Text to read
# $75 Sony Eat Pray Love edition pocket reader



## KindleChickie (Oct 24, 2009)

I found this deal on eBay and thought I would pass it on...

http://cgi.ebay.com/Sony-Reader-PRS-300SC-EPL-Pocket-LE-Bundle-NEW_W0QQitemZ270718726925QQcategoryZ294QQcmdZViewItemQQ_trksidZp5197.m7QQ_trkparmsZalgo%3DLVI%26itu%3DUCI%26otn%3D2%26po%3DLVI%26ps%3D63%26clkid%3D7786995383823889440


----------



## KindleChickie (Oct 24, 2009)

I received my Pocket reader today. OMG it is sooo small!  I ordered a skin from decal girl because gelaskins doesnt carry for this reader.  Ordered Rendezvous.  I will post pics when the skin is on.


----------



## Someone Nameless (Jul 12, 2009)

That is an awesome deal and if I didn't have one, I'd jump on it.

Instruction 1
Extract the part of the forum thread about the Sony reader from "I received my" to "(Jul 12, 2009)".
The records are unrelated to the forum thread.

Data section

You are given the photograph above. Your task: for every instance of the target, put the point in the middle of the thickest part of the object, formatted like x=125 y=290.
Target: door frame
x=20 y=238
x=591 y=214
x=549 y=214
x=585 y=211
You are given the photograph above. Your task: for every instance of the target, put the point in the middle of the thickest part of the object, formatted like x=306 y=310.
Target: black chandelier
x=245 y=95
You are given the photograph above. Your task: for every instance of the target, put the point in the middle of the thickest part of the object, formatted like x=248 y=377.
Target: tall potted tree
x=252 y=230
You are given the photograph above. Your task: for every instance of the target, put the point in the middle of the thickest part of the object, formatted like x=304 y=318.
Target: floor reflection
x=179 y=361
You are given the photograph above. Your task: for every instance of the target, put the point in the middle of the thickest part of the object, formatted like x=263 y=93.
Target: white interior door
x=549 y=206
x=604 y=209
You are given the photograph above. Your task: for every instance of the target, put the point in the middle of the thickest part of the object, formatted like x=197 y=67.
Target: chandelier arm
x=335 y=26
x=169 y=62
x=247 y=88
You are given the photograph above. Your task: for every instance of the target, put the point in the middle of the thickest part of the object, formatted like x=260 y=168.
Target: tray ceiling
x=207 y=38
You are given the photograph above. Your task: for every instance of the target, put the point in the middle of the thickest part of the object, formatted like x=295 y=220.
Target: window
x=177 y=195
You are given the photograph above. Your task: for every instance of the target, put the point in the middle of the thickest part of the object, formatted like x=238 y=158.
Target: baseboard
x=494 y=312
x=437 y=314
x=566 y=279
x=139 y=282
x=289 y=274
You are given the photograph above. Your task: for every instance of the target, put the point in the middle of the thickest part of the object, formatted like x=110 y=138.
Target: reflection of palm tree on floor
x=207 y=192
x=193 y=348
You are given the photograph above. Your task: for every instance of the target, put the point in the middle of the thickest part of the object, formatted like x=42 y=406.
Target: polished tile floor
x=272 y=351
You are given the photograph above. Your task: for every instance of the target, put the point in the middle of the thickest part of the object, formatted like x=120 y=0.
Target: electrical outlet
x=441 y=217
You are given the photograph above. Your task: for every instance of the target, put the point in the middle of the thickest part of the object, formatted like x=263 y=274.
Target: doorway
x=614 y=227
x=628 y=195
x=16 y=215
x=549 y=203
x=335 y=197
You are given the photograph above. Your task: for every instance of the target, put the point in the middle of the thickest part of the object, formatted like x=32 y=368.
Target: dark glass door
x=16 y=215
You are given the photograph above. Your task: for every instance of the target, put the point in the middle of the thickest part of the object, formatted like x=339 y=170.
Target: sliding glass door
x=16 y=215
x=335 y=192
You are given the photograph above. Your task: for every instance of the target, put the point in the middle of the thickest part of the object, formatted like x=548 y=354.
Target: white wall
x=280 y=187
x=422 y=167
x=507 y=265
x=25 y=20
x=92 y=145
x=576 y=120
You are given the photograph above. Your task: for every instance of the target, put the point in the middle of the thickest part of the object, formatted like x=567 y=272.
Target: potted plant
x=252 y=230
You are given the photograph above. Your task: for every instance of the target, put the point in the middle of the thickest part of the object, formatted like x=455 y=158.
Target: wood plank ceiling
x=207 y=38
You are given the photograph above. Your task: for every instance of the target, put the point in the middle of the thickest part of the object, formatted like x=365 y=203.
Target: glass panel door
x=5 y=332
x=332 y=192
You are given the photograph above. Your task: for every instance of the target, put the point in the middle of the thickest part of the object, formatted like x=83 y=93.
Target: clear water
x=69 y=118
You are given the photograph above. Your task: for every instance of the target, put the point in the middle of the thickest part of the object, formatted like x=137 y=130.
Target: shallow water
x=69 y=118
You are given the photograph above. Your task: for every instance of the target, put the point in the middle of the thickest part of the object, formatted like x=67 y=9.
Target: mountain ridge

Instruction 2
Copy the records word for word, from their first line through the line with "x=585 y=211", both included.

Written solution 1
I received my Pocket reader today. OMG it is sooo small!  I ordered a skin from decal girl because gelaskins doesnt carry for this reader.  Ordered Rendezvous.  I will post pics when the skin is on.


----------



## Someone Nameless (Jul 12, 2009)

Written solution 2
You are given the photograph above. Your task: for every instance of the target, put the point in the middle of the thickest part of the object, formatted like x=125 y=290.
Target: door frame
x=20 y=238
x=591 y=214
x=549 y=214
x=585 y=211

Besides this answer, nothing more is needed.